-- start of Text to read --

4.3 Privacy Compliance. As no personal data is processed, a Data Processing Agreement (DPA) is not required. AWEsome Numbers Inc adheres to best practices in system security and confidentiality, suitable to support aggregate analytical data workflows.
5. SUPPORT AND SERVICE LEVELS
5.1 Support. AWEsome Numbers Inc shall provide support as outlined in the applicable Proposal or AWEsome Numbers Inc’s standard support policy.
5.2 Service Availability. AWEsome Numbers Inc shall use commercially reasonable efforts to make the Service available with a Monthly Uptime Percentage of 99.5%, excluding scheduled maintenance and force majeure events.
6. FEES AND PAYMENT
6.1 Fees. Customer shall pay fees as specified for each product. Fees are non-cancelable and non-refundable, except as expressly provided herein.
6.2 Invoices. Unless otherwise stated, fees are due within 15 days of the invoice date. Late payments may accrue interest at the lesser of 1.5% per month or the maximum rate permitted by law.
6.3 Taxes. Fees exclude all applicable taxes, and Customer shall be responsible for all such taxes except those based on AWEsome Numbers Inc’s net income.
7. INTELLECTUAL PROPERTY
7.1 Ownership. AWEsome Numbers Inc retains all rights, title, and interest in and to the Service, including all Intellectual Property Rights. No rights are granted to Customer except as expressly set forth herein.
7.2 Feedback. AWEsome Numbers Inc may use any suggestions, enhancement requests, or feedback provided by Customer without restriction or compensation.
8. CONFIDENTIALITY
8.1 Definition. “Confidential Information” means non-public business, technical, or financial information disclosed by one party to the other.
8.2 Obligations. Each party agrees to maintain the confidentiality of the other party’s Confidential Information and not disclose or use it for any purpose outside the scope of this Agreement.

-- end of Text to read --
-- start of Data extract --

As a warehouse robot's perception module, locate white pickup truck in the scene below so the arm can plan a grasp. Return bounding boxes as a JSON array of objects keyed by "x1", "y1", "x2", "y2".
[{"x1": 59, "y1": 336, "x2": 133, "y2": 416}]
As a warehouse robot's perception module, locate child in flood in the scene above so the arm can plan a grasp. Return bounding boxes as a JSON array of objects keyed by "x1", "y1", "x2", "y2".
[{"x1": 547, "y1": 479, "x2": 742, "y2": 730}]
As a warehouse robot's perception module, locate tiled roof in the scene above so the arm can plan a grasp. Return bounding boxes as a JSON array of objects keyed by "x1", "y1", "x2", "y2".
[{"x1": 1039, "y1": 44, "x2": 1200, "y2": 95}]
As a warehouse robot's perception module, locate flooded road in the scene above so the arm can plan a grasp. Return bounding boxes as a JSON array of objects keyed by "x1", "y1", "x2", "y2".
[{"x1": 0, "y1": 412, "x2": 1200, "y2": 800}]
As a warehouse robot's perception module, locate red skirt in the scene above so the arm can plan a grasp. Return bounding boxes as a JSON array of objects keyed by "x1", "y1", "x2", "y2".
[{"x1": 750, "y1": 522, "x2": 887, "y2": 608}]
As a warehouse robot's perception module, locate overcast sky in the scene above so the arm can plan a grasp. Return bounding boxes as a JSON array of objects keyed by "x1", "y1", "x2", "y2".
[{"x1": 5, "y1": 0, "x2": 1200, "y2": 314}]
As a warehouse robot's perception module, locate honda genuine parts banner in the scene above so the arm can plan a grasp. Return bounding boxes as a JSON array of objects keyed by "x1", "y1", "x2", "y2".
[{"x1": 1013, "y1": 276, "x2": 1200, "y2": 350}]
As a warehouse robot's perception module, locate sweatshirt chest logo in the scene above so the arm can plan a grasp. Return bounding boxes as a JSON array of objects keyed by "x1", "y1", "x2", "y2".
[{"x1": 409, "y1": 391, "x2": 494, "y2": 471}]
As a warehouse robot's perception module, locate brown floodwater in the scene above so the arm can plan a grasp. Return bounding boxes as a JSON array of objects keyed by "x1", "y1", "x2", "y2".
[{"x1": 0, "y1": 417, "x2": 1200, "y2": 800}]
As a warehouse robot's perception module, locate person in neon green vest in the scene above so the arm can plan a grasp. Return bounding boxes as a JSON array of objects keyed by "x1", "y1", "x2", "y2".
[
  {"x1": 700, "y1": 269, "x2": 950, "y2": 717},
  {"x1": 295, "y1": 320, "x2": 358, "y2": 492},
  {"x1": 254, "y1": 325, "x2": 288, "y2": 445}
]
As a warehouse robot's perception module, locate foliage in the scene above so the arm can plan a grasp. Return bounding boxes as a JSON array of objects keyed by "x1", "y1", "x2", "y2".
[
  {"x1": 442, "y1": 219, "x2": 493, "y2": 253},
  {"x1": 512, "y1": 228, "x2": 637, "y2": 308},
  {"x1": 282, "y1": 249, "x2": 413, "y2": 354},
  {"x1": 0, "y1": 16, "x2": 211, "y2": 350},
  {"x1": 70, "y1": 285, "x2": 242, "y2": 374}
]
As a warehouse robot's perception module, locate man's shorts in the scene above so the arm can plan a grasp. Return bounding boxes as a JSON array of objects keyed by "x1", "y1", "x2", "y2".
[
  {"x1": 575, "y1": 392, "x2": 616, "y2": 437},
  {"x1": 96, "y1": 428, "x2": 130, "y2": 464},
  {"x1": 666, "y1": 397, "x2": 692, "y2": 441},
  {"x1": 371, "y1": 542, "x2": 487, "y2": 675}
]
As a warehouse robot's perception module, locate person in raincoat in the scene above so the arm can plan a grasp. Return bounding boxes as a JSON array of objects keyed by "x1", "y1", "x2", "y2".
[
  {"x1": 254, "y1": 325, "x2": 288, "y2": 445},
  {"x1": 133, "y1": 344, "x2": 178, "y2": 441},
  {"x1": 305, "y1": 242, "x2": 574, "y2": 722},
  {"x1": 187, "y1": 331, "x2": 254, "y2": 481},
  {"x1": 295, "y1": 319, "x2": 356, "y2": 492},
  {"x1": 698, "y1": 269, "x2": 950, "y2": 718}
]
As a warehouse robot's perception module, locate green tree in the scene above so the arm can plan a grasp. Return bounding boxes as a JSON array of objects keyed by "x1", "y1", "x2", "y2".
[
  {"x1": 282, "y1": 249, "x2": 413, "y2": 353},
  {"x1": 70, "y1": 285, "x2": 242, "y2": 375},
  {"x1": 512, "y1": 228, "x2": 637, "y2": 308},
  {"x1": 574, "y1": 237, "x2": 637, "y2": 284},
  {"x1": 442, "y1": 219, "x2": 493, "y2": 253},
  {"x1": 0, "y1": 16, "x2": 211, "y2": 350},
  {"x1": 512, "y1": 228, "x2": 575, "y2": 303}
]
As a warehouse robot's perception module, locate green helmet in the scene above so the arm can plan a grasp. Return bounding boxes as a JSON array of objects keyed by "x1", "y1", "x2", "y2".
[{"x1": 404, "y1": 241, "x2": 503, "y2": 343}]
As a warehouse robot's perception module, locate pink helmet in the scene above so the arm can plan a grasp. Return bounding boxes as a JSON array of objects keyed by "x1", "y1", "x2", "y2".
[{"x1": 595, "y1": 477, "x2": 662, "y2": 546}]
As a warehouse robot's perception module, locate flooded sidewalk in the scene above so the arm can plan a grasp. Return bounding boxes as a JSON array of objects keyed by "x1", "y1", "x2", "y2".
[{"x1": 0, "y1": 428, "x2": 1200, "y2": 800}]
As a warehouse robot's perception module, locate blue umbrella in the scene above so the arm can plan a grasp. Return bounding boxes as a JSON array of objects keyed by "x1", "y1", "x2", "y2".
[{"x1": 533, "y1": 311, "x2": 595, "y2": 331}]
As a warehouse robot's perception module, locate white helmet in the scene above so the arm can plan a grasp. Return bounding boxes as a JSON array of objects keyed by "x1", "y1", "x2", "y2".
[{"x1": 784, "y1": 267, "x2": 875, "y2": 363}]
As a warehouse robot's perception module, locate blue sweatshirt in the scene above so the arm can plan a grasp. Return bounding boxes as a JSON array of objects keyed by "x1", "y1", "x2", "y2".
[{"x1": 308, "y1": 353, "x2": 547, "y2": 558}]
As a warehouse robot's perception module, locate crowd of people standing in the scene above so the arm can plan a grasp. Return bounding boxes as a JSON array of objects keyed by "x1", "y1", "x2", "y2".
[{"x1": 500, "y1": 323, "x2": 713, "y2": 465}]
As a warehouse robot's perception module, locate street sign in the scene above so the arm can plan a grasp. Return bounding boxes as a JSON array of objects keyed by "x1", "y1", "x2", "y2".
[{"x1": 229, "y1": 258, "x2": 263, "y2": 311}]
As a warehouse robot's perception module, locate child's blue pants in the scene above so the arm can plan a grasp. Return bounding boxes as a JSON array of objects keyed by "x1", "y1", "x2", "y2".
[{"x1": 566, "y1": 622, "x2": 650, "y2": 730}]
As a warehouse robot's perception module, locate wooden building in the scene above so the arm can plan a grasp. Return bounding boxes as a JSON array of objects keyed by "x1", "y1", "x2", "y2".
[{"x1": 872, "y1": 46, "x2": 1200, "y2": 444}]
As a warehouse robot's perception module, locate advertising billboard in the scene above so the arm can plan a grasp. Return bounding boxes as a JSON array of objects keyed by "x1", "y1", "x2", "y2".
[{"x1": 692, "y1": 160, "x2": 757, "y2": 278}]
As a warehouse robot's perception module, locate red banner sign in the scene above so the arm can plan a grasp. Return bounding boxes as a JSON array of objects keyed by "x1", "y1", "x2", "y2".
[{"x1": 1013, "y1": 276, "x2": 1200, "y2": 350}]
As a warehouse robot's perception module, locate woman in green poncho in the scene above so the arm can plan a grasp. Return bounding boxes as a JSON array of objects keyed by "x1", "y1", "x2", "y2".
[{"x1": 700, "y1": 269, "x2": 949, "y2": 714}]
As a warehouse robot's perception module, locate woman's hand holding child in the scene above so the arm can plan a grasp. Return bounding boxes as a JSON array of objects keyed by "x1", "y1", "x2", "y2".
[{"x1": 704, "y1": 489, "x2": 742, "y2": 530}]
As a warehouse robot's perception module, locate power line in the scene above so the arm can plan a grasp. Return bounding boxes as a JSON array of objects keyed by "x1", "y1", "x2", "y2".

-- end of Data extract --

Stated goal:
Continue the service agreement terms above, starting after the 8.2 Obligations clause, in the same numbered clause style.

Task answer:
9. WARRANTIES AND DISCLAIMERS
9.1 Mutual Warranties. Each party represents and warrants that it has the legal authority to enter into this Agreement.
9.2 Disclaimers. THE SERVICE IS PROVIDED “AS IS.” EXCEPT AS EXPRESSLY PROVIDED HEREIN, AWEsome Numbers Inc DISCLAIMS ALL WARRANTIES, EXPRESS OR IMPLIED, INCLUDING IMPLIED WARRANTIES OF MERCHANTABILITY, FITNESS FOR A PARTICULAR PURPOSE, AND NON-INFRINGEMENT.
10. INDEMNIFICATION
10.1 By AWEsome Numbers Inc. AWEsome Numbers Inc shall defend and indemnify Customer from third-party claims alleging that the Service infringes a valid intellectual property right, subject to limitations.
10.2 By Customer. Customer shall defend and indemnify AWEsome Numbers Inc from claims arising from Customer’s breach of this Agreement or misuse of the Service.
11. LIMITATION OF LIABILITY
11.1 Limitation. IN NO EVENT SHALL EITHER PARTY’S LIABILITY EXCEED THE AMOUNTS PAID BY CUSTOMER UNDER THE APPLICABLE PROPOSAL IN THE 1 MONTH PRIOR TO THE INCIDENT.
11.2 Exclusion. NEITHER PARTY SHALL BE LIABLE FOR INDIRECT, INCIDENTAL, SPECIAL, OR CONSEQUENTIAL DAMAGES, INCLUDING LOSS OF PROFITS OR DATA.
12. TERM AND TERMINATION
12.1 Term. This Agreement begins on the Effective Date and continues until subscription has expired or been terminated.
12.2 Termination. Either party may terminate this Agreement upon 10 days’ written notice if the other party is in material breach and fails to cure.
12.3 Effect. Upon termination, Customer will have access to the product until subscription expires, Customer shall cease use of the Service and AWEsome Numbers Inc shall delete Customer Data in accordance with its policies.
13. GENERAL
13.1 Governing Law. This Agreement shall be governed by the laws of the Province of Ontario, Canada, without regard to its conflict of law principles. The parties agree to submit to the jurisdiction of the courts of Ontario, unless otherwise mutually agreed in writing for specific disputes.
13.2 Assignment. Neither party may assign this Agreement without the other party’s prior written consent, except to an Affiliate or in a merger or acquisition.
13.3 Entire Agreement. This Agreement, including all Proposals and referenced documents, constitutes the entire agreement between the parties.
13.4 Amendments. AWEsome Numbers Inc may update this Agreement from time to time. Updates will be posted at awesome-numbers.com/eula.
13.5 Force Majeure. Neither party shall be liable for delays or failure in performance due to causes beyond its reasonable control.